作業内容:
下の抽出テキストのうち「図1に示すように、」で始まる段落を、主な事実を残して箇条書きに書き直してください。

抽出テキスト:

- - - - - - -

図1に示すように、本実施形態の蛍光X線分析装置は、試料1,14(未知試料1と標準試料14の双方を含む)に1次X線3を照射して発生する2次X線5の強度を測定する走査型の蛍光X線分析装置であって、試料1,14が載置される試料台2と、試料1,14に1次X線3を照射するX線管などのX線源4と、試料1,14から発生する蛍光X線などの2次X線5を分光する分光素子6と、その分光素子6で分光された2次X線7が入射され、その強度を検出する検出器8とを備えている。検出器8の出力は、図示しない増幅器、波高分析器、計数手段などを経て、装置全体を制御するコンピューターなどの制御手段11に入力される。
【0018】
本実施形態の蛍光X線分析装置は、波長分散型でかつ走査型の蛍光X線分析装置であり、検出器8に入射する2次X線7の波長が変化するように、分光素子6と検出器8を連動させる連動手段10、すなわちいわゆるゴニオメーターを備えている。2次X線5がある入射角θで分光素子6へ入射すると、その2次X線5の延長線9と分光素子6で分光(回折)された2次X線7は入射角θの2倍の分光角2θをなすが、連動手段10は、分光角2θを変化させて分光される2次X線7の波長を変化させつつ、その分光された2次X線7が検出器8に入射するように、分光素子6を、その表面の中心を通る紙面に垂直な軸Oを中心に回転させ、その回転角の2倍だけ、検出器8を、軸Oを中心に円12に沿って回転させる。分光角2θの値(2θ角度)は、連動手段10から制御手段11に入力される。なお、本発明においては、蛍光X線分析装置は、波長分散型でかつ多元素同時分析型の蛍光X線分析装置でもよいし、エネルギー分散型の蛍光X線分析装置でもよい。
【0019】
本実施形態の蛍光X線分析装置は、制御手段11に搭載されるプログラムとして定量手段13を備えており、蛍光X線5の測定強度に基づいて、吸収励起補正および重なり補正を行う検量線法を用いる定量手段13により、試料1,14中の成分の含有率を求める。定量手段13は、標準試料14についての測定強度と既知である成分の含有率に基づいて、例えば前式(1)における、検量線定数A,B,C,D、吸収励起補正係数Mijおよび重なり補正係数Oijを重回帰計算で求めるにあたり、手動設定の場合には、重なり補正係数Oijについては、負に制限するか否かが選択され、吸収励起補正係数Mijについては、すべての補正成分jについて正に制限するか否かが選択されて、重回帰計算を行う。
【0020】
手動設定の際、例えば、制御手段11に接続された液晶ディスプレイ等の表示器15に、「正の重なり補正を許可する」旨がチェックボックスとともに表示され、操作者が、図示しないマウス等の入力手段を用いて、チェックボックスにチェックを入れると、重なり補正係数Oijについて負に制限しない旨が選択されるが、チェックボックスにチェックを入れないデフォルトでは、重なり補正係数にOijついて負に制限する旨が選択される。

- - - - - - -

生データ:
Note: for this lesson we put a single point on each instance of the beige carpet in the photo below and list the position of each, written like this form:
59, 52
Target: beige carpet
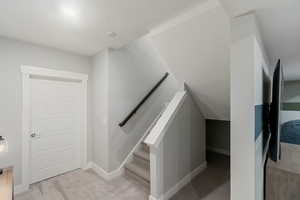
85, 185
212, 184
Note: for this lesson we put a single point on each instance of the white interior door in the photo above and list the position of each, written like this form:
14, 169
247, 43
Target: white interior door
56, 109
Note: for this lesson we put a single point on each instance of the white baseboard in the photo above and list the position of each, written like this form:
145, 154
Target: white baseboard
219, 150
104, 174
20, 188
183, 182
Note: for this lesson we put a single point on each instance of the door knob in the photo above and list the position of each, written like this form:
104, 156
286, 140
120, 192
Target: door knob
33, 135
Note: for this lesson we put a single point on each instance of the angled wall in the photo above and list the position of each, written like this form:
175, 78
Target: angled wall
130, 73
249, 93
195, 46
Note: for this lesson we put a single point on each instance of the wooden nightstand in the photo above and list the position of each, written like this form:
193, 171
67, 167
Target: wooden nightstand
6, 184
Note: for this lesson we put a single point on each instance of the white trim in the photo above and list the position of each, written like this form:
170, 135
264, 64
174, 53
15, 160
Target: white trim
219, 150
129, 156
102, 173
28, 71
160, 128
183, 182
18, 189
185, 16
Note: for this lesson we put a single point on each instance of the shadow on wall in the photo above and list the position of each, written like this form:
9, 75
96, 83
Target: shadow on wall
133, 71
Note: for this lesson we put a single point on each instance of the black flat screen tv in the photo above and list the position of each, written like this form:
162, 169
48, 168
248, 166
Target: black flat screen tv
275, 110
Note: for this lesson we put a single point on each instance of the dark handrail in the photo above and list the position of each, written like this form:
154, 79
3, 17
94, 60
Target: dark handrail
143, 100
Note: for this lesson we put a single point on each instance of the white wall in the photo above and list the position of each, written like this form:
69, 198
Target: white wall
132, 72
248, 61
13, 54
100, 109
196, 49
181, 153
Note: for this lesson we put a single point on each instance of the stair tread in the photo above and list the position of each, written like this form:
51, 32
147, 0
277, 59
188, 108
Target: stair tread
139, 169
145, 147
142, 153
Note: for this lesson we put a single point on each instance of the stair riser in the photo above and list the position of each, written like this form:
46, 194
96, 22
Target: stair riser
141, 160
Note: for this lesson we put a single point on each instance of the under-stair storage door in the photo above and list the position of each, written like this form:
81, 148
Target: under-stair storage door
55, 124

- - - - - - -

結果:
- 本実施形態の装置は、試料1,14(未知試料1と標準試料14の両方)に1次X線3を照射し、発生する2次X線5の強度を測定する走査型の蛍光X線分析装置である。
- 試料台2:試料1,14を載せる。
- X線源4(X線管など):試料1,14に1次X線3を照射する。
- 分光素子6:試料1,14から出る蛍光X線などの2次X線5を分光する。
- 検出器8:分光素子6で分光された2次X線7が入射し、その強度を検出する。
- 検出器8の出力は、図示しない増幅器、波高分析器、計数手段などを経て、装置全体を制御するコンピューターなどの制御手段11に入力される。